* EXTRACTED ENTRIES *
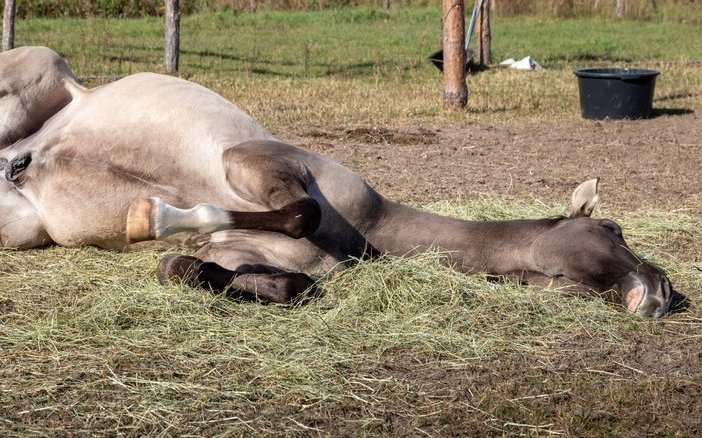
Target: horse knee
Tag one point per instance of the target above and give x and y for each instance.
(301, 218)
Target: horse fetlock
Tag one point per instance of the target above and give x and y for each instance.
(141, 225)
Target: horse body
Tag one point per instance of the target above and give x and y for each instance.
(125, 162)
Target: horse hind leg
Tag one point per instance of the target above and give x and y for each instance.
(255, 283)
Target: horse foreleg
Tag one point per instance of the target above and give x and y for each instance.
(153, 219)
(282, 287)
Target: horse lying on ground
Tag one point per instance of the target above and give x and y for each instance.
(125, 162)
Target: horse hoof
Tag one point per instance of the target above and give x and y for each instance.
(140, 225)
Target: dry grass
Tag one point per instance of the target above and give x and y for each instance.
(90, 343)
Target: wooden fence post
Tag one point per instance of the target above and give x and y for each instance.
(455, 89)
(485, 39)
(171, 49)
(8, 25)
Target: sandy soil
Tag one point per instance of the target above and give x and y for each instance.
(642, 164)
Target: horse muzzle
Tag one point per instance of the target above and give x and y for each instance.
(646, 295)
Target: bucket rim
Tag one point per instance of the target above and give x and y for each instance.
(616, 73)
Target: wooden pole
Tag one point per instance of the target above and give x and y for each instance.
(8, 25)
(485, 39)
(455, 89)
(171, 49)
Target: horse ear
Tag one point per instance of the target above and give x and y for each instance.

* PROBLEM *
Rewrite every line of the listing above as a numbered list. Skip blank lines and leave out the picture.

* OUTPUT *
1. Target: horse knee
2. Tag one point per instance of the target above and give x and y for each instance.
3. (301, 218)
4. Target: horse fetlock
5. Tag one point per instance of the target above and give x and y for each instance.
6. (141, 225)
7. Target: horse body
8. Tag one point per instance of the target above and give x and y for each instance.
9. (125, 162)
10. Target: horse hind leg
11. Tag one point per instance of the target above and give x and y for each instance.
12. (255, 283)
13. Target: horse foreleg
14. Tag one point per instance of the target above and give x and y for each instance.
15. (153, 219)
16. (282, 287)
17. Target: horse lying on ground
18. Tag one point per instance of the target above and give x and y for each instance.
19. (125, 162)
20. Target: horse hoof
21. Tag one point per instance of the target above and give x and y for each instance.
22. (140, 225)
23. Target: dry grass
24. Tag one point per instance of the target above and give x and y for each instance.
25. (90, 343)
26. Target: wooden fence post
27. Tag one point per instance of the target above and give x and y for each instance.
28. (455, 89)
29. (485, 39)
30. (171, 49)
31. (8, 25)
32. Target: sandy soil
33. Tag one point per instance of the target above and give x and y for each instance.
34. (642, 164)
35. Target: horse muzzle
36. Tag one point per instance of the target above and give x and y for each instance.
37. (646, 295)
38. Target: bucket rim
39. Tag one point per instance of the target above and give x and y for each instance.
40. (616, 73)
41. Target: wooden pole
42. Tag one point per instance of the target above and give x and y for each instance.
43. (8, 25)
44. (485, 39)
45. (455, 89)
46. (171, 49)
47. Target: horse ear
48. Tag one point per instance of the target above and give x and y for each instance.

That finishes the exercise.